◆ Short problem:
Edit these lines so that "thickest part" reads "widest part" everywhere and everything else stays the same. Leave the pictures out of your answer.

[Rows from an object pointing dataset]
==============================

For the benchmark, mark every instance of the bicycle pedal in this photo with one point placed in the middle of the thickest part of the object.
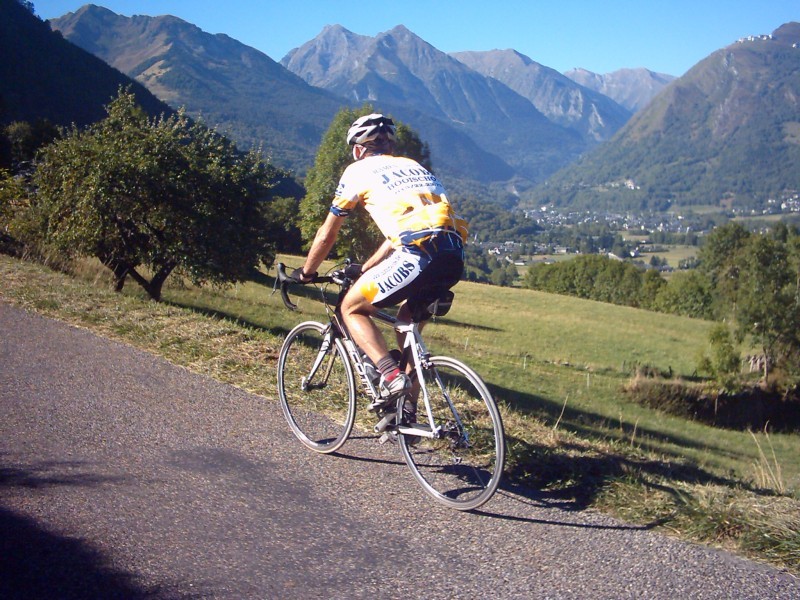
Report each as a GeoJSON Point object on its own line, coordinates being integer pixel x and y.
{"type": "Point", "coordinates": [387, 420]}
{"type": "Point", "coordinates": [389, 436]}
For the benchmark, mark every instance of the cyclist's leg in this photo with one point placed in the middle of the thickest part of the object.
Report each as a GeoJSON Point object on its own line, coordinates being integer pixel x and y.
{"type": "Point", "coordinates": [386, 284]}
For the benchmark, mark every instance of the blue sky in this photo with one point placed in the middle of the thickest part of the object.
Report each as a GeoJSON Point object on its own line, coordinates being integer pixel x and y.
{"type": "Point", "coordinates": [668, 36]}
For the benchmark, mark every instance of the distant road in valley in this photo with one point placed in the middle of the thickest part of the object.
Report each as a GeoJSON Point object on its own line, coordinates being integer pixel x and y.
{"type": "Point", "coordinates": [123, 476]}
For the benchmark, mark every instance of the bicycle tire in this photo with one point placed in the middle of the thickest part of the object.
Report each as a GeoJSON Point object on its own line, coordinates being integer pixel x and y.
{"type": "Point", "coordinates": [320, 412]}
{"type": "Point", "coordinates": [463, 468]}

==============================

◆ Problem solution:
For the benchmark, mark every instance of the bicycle pedal in this photo with one point placed in the middle of the widest part of the object.
Report each as a GeoJSON Point object on its own line, coordinates being integer pixel x and y.
{"type": "Point", "coordinates": [387, 420]}
{"type": "Point", "coordinates": [389, 436]}
For the benchmark, mark every instance of the cyclist's leg in this photo with one point placed in the middle of the widest part of the object.
Report each as a GeoJSON Point object on its own line, coordinates being integer pixel x and y.
{"type": "Point", "coordinates": [386, 284]}
For the benchmark, mark every instance of the blue sky in this photo with one point placed in the middle of the widest part of the object.
Report each as a GeoJSON Point object on its own line, coordinates being integer pixel x and y.
{"type": "Point", "coordinates": [668, 36]}
For the benchmark, mark every instance of the distant road in valley in this photo with one point placed in the middle of the widest part of the object.
Report each as a GeoJSON Point object on its own line, coordinates being integer pixel x and y.
{"type": "Point", "coordinates": [123, 476]}
For the benchmark, mark every instance of the bicycle tire in this photo with one point placed in the middle of the widest part of the object.
Report each as a GeoJSON Point object on its own line, coordinates being integer pixel x and y.
{"type": "Point", "coordinates": [320, 412]}
{"type": "Point", "coordinates": [463, 468]}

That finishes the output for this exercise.